↓↓↓
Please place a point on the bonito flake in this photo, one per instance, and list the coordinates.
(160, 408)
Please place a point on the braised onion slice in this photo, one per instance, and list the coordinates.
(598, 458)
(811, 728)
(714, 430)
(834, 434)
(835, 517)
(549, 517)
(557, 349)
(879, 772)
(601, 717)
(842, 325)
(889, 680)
↑↑↑
**Assignment**:
Word for word, give back all the lines above.

**Answer space**:
Please place a point on the bonito flake in this photo, one per instance, and list the coordinates.
(160, 408)
Please place a point on the braised onion slice in this photo, one per instance, and list the coordinates.
(598, 458)
(811, 728)
(714, 430)
(834, 434)
(835, 517)
(549, 517)
(557, 349)
(879, 772)
(601, 717)
(842, 325)
(889, 680)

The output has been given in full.